**Fragmento del documento**
^^^^^^^^^^^^^^^^
Desde La Falda hay distintas cabalgatas por las sierras cordobesas. Las de media jornada llegan hasta el río y regresan al punto de partida bajo las estrellas.

El cielo está despejado y en el aire hay una tranquilidad propia de las sierras; el ritmo es lento y augura un buen comienzo de año. La Falda nos recibe con una sonrisa y muchos colores que prometen un día especial. Sólo cuatro kilómetros nos separan del puesto La Quinceana y son suficientes para dejar la ciudad serrana atrás y llegar al campo, donde todo es aún más verde y calmo.

Seba, con su barba de sabio y su boina de gaucho, nos espera con otra sonrisa. Mientras nos acomodamos y vamos dejando atrás lo innecesario, el sol va bajando de a poco, haciendo las sombras más largas y la tarde, templada.

DATOS ÚTILES. Información útil para descubrir la Pampa de Olaen.

Los caballos pastan con una personalidad muy particular: siempre nobles, íntegros y admirables. Los “jinetes” cruzamos miradas cómplices y Seba nos asigna un compañero que nos llevará de paseo. Sam, Pampa, Yavuca, Piquín, Bagual, Muñeca, Tornado, Chabuca, Mia, Nube y Mugroso son los caballos elegidos para la travesía. África, Berta y Copo, perros de oficio, también nos acompañan.

Esta multitud de amigos y colores sale a paso lento por una tranquera que se abre a una Pampa de Olaén tan hermosa como inmensa.

La pampa, inabarcable

Estas tierras, originalmente habitadas por aborígenes de la cultura Ayampitín y luego por comechingones y sanavirones, hoy pertenecen a la Fundación San Roque, tras su donación en el año 1763. El hospital, a su vez, arrienda fragmentos de la misma con el objetivo de mantener y dar servicio en sus instalaciones.

Esta enorme porción de tierra, compuesta por aproximadamente 32.000 hectáreas, también cuenta con una gran cantidad de cursos de agua que abastecen a la ciudad de Córdoba.

Los cultivos de papas se suceden y los pastizales se repiten hasta el horizonte, que deja adivinar la silueta de las Altas Cumbres.

A nuestro paso se escuchan los ruidos propios del campo, mientras los perros corren una liebre que casi nadie vio pero que pasó. Cruzamos otra tranquera y algunos gauchos vienen en sus caballos para darle movimiento a una pintura de Molina Campos adornada con sonidos de pájaros y algunos insectos.

Salimos del camino para entrar en el monte mientras Valen, la hija de Seba –que también usa boina–, nos guía valle abajo. Desde lo alto se ve el Puesto Viejo y el río que lo bordea. Al llegar, otras cuantas sonrisas nos reciben. Son las de Paula y su familia, propietarios del lugar que funciona como parador y al que también se puede acceder en auto.
^^^^^^^^^^^^^^^^
**Datos en estudio**
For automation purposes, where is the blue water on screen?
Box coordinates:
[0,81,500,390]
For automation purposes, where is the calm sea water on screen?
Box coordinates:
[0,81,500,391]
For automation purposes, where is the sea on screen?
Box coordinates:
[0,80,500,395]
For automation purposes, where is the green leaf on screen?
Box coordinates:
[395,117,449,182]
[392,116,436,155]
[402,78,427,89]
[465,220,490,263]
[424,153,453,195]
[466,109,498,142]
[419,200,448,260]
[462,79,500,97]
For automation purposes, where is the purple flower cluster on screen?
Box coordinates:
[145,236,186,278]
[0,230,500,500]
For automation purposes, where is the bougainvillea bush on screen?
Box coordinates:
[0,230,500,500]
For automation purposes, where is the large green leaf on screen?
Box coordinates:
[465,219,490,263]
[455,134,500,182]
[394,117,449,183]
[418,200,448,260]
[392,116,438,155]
^^^^^^^^^^^^^^^^
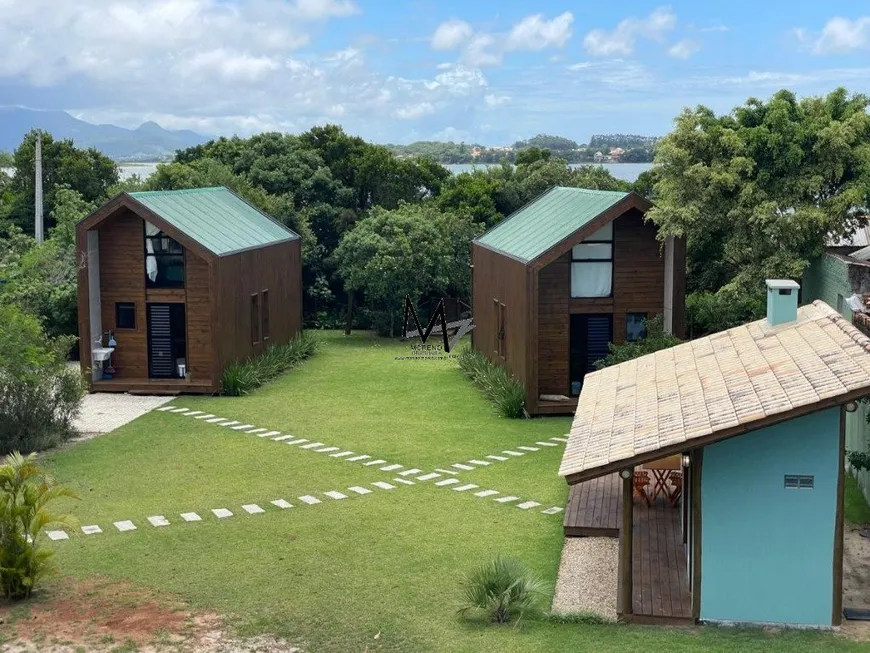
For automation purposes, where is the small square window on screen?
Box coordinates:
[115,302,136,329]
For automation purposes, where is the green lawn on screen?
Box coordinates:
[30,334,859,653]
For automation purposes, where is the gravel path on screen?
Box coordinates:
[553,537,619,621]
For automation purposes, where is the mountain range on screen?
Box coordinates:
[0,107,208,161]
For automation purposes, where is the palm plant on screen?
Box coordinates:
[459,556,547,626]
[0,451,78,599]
^^^^^^^^^^^^^^^^
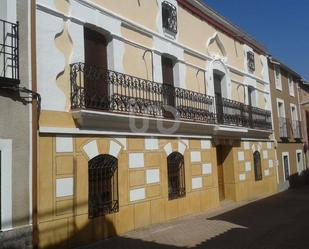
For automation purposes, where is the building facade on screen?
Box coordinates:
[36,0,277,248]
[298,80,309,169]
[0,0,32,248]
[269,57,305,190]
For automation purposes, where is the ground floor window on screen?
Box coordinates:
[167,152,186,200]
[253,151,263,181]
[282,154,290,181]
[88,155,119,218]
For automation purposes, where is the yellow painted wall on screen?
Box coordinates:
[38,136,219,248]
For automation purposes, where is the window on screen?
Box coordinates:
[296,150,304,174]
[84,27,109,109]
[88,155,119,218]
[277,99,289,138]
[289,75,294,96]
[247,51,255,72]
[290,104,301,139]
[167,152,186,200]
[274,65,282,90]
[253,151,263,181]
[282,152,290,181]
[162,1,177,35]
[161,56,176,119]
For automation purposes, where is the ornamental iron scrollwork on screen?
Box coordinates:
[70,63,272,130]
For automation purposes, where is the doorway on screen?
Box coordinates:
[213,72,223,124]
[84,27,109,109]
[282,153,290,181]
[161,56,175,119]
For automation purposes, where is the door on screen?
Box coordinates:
^^^^^^^^^^^^^^^^
Responda estas preguntas sobre el fragmento de la cabalgata en La Falda:
1. ¿Cuántos kilómetros separan La Falda del puesto La Quinceana?
2. ¿En qué año se donaron estas tierras a la Fundación San Roque?
3. ¿Cómo se llama la hija de Seba que guía al grupo valle abajo?

**Espacio de respuesta**
1. Cuatro kilómetros.
2. En 1763.
3. Valen.